> Problem to work on
From the thread below on counting product codes, extract the passage starting at "The total number of different" and ending at "the first slot.", copying it word for word.

> Passage to read

Question

a product code consists of picking a two-digit number (including 00) and 3 not necessarily distinct letters. How many codes are possible? how many codes contain at least one 9? What is the probability that a code does not contain the number 9?

Answer 1

Answer:

The codes are:

N,_,_,_

Where each _ represents a possible letter, out of 26.

And N is a number of two digits.

So in total we can think that we have 5 empty slots.

_,_,_,_,_

In the first slot we can put any digit between 0 and 9, so here we have 10 options.

In the second slot we can put any digit between 0 and 9, so here we have 10 options.

In the third slot we can put any letter, so here we have 26 options (and exactly the same for the fourth and fifth slots)

The total number of different combinations is equal to the product of the number of options for each slot.

C = 10*10*26*26*26 = 1,757,600

Now, if we want to have at least one nine, we can fix it in the first slot.

Then we have:

in the first slot we have only one option (the 9)

In the second slot we can put any digit between 0 and 9, so here we have 10 options.

In the third slot we can put any letter, so here we have 26 options (and exactly the same for the fourth and fifth slots)

The number of combinations is:

C = 1*10*26*26*26 = 175,760

But we also should consider the case where we fix the 9 in the second slot, so the actual number of combinations is twice the number above.

C = 2*175,760 = 351,520

The probability that the code does not contain the number 9.

Now in the first slot we have only 9 options, all the whole numbers between 0 and 8.

The same for the second slot, 9 options.

For the third, fourth and fifth slot is the same as before.

The total number of combinations is:

C = 9*9*26*26*26 = 1,423,656

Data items
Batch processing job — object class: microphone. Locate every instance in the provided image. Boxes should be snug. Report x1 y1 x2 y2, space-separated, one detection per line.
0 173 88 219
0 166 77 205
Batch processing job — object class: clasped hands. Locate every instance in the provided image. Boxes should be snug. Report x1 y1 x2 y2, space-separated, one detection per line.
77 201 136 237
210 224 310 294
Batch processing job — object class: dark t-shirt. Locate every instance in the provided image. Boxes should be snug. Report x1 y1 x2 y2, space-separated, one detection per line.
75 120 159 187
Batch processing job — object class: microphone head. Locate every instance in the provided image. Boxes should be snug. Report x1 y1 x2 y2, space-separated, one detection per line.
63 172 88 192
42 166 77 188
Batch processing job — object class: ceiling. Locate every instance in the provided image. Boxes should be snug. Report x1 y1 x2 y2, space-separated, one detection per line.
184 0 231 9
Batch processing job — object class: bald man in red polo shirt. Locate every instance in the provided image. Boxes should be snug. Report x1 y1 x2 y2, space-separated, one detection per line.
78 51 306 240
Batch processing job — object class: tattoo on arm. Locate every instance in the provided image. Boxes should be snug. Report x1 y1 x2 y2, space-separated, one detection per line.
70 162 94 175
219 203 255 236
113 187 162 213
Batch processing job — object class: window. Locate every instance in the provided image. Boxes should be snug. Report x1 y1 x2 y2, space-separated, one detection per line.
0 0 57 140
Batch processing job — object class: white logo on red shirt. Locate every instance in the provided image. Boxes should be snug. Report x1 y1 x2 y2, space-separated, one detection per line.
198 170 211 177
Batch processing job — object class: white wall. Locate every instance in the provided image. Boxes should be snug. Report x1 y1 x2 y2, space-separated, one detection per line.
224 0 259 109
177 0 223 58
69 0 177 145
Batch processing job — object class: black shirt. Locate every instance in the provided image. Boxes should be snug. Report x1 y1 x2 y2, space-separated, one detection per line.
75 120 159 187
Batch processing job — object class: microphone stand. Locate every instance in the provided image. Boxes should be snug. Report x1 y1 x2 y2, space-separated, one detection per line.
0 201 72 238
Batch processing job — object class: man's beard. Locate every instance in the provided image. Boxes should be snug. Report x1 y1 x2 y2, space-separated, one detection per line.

> Solution for this exercise
The total number of different combinations is equal to the product of the number of options for each slot.

C = 10*10*26*26*26 = 1,757,600

Now, if we want to have at least one nine, we can fix it in the first slot.